» **THE PROBLEM**
Present exactly, and only, the lines running from the line that contains "Reviewer note: every instance of the windshield" through the end of the entries below.

(TASK INPUTS begins)

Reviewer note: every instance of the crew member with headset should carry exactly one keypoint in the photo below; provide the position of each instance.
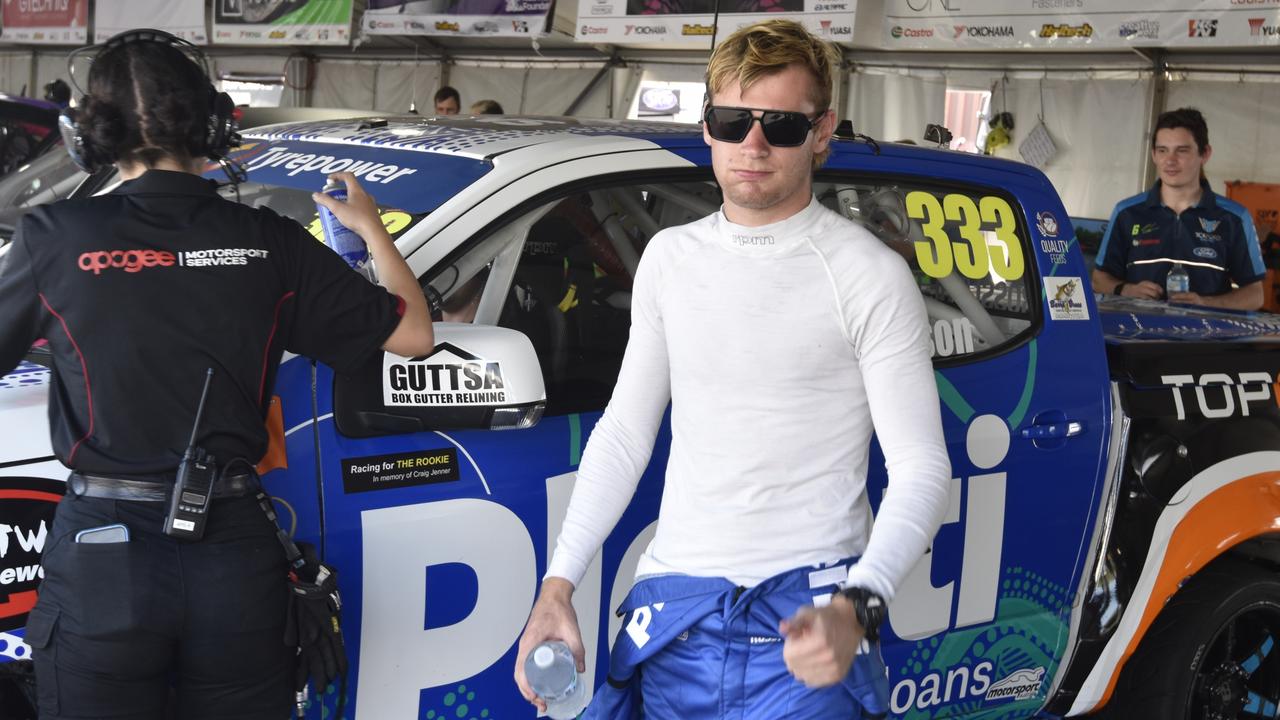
(142, 294)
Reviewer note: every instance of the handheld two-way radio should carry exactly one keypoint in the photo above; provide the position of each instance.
(193, 490)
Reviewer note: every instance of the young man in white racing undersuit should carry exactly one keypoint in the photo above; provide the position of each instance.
(781, 332)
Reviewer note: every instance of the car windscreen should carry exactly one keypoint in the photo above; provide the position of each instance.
(296, 204)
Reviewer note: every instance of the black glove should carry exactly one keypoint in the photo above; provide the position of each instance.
(314, 624)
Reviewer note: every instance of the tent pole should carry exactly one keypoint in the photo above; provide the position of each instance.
(1159, 99)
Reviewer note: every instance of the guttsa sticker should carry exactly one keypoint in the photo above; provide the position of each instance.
(987, 229)
(448, 377)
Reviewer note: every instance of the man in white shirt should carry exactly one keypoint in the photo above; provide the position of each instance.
(781, 333)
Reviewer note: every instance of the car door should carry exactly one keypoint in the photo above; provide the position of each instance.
(444, 573)
(981, 624)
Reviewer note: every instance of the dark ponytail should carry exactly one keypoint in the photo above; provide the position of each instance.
(146, 101)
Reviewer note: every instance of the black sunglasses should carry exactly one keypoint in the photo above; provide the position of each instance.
(782, 128)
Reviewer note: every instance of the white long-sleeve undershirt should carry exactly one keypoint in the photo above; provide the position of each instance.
(778, 349)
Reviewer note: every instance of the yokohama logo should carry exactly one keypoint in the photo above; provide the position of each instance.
(127, 260)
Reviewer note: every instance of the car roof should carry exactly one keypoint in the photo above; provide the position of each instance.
(474, 136)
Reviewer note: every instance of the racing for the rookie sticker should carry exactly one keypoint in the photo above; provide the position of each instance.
(448, 377)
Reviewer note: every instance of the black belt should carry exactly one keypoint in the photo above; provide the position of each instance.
(154, 491)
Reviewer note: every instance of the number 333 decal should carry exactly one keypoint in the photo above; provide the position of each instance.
(973, 255)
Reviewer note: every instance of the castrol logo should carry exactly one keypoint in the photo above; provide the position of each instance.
(127, 260)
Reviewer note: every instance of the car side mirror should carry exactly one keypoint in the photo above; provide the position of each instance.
(479, 377)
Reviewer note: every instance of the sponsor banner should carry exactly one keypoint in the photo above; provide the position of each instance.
(282, 22)
(512, 18)
(1036, 24)
(26, 518)
(691, 21)
(183, 18)
(54, 22)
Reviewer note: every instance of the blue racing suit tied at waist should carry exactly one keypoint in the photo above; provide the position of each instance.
(707, 648)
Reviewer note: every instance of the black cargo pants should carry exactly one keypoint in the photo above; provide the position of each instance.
(118, 627)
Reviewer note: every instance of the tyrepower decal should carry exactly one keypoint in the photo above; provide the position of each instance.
(26, 515)
(400, 470)
(447, 377)
(296, 163)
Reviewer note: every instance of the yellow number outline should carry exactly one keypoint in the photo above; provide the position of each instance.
(974, 256)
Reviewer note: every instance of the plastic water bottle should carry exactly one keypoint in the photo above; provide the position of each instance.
(553, 675)
(1176, 281)
(341, 238)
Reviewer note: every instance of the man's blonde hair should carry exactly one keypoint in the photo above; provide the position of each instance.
(766, 49)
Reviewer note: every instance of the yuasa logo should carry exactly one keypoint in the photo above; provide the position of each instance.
(127, 260)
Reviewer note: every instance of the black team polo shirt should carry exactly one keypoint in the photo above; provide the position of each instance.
(141, 290)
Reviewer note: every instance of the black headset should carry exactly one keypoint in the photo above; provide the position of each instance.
(220, 135)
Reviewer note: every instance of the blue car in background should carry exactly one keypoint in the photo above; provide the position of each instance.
(438, 484)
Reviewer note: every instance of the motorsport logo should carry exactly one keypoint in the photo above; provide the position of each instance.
(1202, 28)
(1141, 30)
(899, 31)
(1260, 27)
(827, 28)
(449, 376)
(1020, 684)
(1065, 299)
(1050, 30)
(984, 31)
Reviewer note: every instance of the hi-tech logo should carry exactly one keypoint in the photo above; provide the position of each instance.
(1051, 30)
(647, 30)
(1260, 27)
(1202, 28)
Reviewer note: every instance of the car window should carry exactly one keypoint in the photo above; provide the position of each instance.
(561, 273)
(296, 204)
(967, 250)
(570, 261)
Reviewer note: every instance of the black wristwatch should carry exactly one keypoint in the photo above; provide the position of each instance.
(869, 609)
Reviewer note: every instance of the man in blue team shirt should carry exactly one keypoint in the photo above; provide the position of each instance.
(1180, 219)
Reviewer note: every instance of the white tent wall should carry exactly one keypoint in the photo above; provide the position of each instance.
(1243, 123)
(1098, 127)
(890, 105)
(534, 89)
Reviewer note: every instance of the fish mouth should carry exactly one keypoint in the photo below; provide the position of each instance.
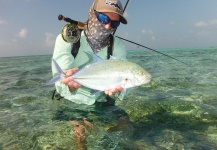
(148, 79)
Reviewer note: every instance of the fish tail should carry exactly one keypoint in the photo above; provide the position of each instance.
(60, 75)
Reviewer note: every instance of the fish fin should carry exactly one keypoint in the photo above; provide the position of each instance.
(94, 57)
(60, 75)
(52, 81)
(95, 92)
(112, 58)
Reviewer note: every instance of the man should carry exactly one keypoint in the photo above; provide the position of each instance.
(104, 18)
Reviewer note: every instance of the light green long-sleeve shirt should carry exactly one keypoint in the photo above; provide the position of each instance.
(62, 55)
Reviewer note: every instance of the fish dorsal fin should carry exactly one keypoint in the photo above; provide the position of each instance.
(94, 57)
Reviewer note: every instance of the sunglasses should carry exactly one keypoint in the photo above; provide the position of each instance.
(106, 20)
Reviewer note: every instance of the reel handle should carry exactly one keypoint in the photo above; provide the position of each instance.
(80, 24)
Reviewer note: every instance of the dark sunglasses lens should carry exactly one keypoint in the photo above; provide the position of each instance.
(115, 24)
(103, 18)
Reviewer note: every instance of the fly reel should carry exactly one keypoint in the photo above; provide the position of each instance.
(71, 33)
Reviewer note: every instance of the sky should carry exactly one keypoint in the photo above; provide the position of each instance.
(30, 27)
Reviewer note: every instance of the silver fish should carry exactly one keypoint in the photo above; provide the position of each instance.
(103, 75)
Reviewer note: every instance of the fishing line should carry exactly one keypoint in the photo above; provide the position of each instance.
(81, 26)
(151, 49)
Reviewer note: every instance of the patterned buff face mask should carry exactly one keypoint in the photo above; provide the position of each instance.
(97, 35)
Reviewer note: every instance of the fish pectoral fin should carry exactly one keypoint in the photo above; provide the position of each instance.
(94, 57)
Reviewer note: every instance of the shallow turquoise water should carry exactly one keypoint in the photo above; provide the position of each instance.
(176, 111)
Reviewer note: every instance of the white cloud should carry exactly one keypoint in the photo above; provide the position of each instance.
(2, 21)
(208, 23)
(201, 24)
(171, 23)
(23, 33)
(149, 33)
(203, 33)
(49, 39)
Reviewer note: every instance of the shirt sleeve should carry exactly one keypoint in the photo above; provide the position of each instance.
(119, 49)
(62, 55)
(120, 52)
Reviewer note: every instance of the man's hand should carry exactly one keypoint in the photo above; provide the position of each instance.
(113, 91)
(69, 80)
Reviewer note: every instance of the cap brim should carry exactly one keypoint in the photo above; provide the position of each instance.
(122, 18)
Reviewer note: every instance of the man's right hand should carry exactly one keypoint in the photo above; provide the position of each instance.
(70, 81)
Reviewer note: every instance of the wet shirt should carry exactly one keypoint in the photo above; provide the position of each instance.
(62, 54)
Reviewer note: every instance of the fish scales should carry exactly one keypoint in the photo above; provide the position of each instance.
(107, 74)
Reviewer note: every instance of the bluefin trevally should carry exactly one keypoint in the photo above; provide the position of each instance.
(104, 75)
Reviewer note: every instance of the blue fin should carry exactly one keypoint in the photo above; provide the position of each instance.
(60, 76)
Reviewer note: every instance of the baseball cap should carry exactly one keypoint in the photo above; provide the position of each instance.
(113, 6)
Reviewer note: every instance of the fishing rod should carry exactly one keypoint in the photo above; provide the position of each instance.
(125, 7)
(151, 49)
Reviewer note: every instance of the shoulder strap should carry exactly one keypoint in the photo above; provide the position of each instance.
(76, 46)
(110, 47)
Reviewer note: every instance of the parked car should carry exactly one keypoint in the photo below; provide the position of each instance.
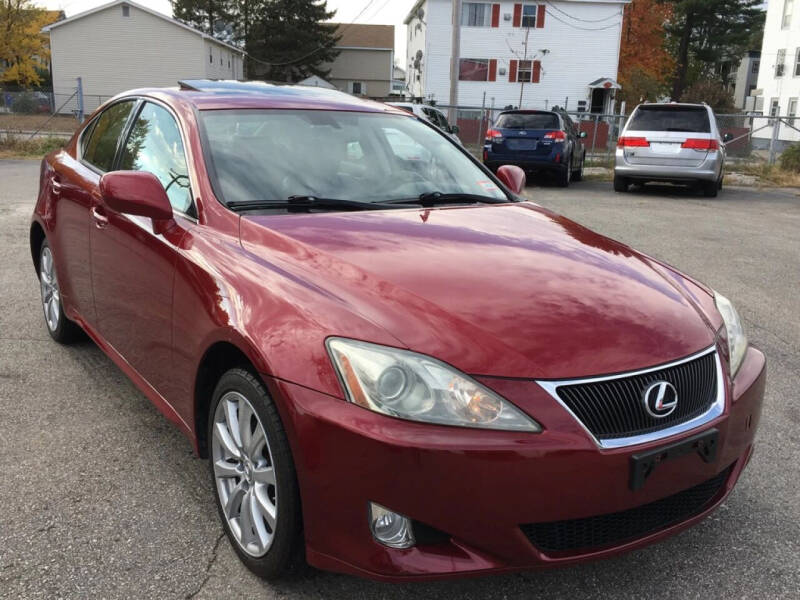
(430, 114)
(396, 367)
(675, 143)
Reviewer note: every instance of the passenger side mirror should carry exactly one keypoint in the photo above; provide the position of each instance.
(512, 177)
(135, 193)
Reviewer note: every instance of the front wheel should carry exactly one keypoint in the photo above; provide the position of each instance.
(60, 328)
(254, 478)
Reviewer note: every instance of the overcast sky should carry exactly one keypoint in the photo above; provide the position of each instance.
(384, 12)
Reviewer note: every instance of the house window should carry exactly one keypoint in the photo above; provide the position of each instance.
(529, 15)
(525, 71)
(476, 14)
(473, 69)
(788, 5)
(780, 61)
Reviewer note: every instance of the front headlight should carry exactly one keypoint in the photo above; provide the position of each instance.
(737, 340)
(419, 388)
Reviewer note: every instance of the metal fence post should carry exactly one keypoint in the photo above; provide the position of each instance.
(79, 92)
(776, 124)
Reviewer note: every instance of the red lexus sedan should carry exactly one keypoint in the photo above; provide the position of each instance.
(396, 366)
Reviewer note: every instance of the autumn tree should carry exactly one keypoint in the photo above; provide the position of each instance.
(23, 47)
(645, 65)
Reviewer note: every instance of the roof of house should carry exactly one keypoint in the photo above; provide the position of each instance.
(144, 9)
(359, 35)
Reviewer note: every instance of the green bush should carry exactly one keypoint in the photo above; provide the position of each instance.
(24, 104)
(790, 159)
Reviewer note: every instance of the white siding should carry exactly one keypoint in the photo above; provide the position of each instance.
(788, 86)
(575, 56)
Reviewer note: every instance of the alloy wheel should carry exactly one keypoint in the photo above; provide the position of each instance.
(51, 297)
(244, 474)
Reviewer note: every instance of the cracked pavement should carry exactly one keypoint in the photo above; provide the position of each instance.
(101, 497)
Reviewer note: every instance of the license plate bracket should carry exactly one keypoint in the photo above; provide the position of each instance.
(644, 463)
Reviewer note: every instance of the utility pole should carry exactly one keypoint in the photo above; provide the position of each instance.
(524, 58)
(455, 60)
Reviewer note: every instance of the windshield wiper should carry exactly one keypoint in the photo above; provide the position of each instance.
(304, 203)
(433, 198)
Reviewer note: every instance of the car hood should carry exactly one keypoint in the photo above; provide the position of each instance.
(504, 290)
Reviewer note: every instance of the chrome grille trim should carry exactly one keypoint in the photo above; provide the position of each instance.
(714, 411)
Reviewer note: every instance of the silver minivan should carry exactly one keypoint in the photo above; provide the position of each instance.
(679, 143)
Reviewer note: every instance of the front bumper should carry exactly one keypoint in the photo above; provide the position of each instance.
(709, 170)
(480, 487)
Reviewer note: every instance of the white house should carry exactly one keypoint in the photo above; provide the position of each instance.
(779, 77)
(528, 54)
(123, 45)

(TASK INPUTS ends)

» **SOLVED PROBLEM**
Reviewer note: every instance of the windshield wiper should carry exactly one keypoint in the photo above; provide the position of each instance.
(304, 203)
(433, 198)
Reviewer note: every instance of the car hood should carry exactly one keypoint in the photo above; provide the position of each instance.
(504, 290)
Reviewer note: every instance of the chrome grille trim should carry exactly one keypoint in the photo above; provide the position of each instance.
(714, 411)
Reviewer note: every instance of the silver minivan should carry exactly one keypoint in the photo above; provide the position of each instance.
(679, 143)
Reviewer note: every instance of the front bumper should carry exactly one keypoint in the photo above; provide the position of each instance.
(709, 170)
(480, 487)
Reviewer note: every instance of the white house should carry exactly one keypoint in the photo above; provide the position of each instance.
(779, 77)
(528, 54)
(123, 45)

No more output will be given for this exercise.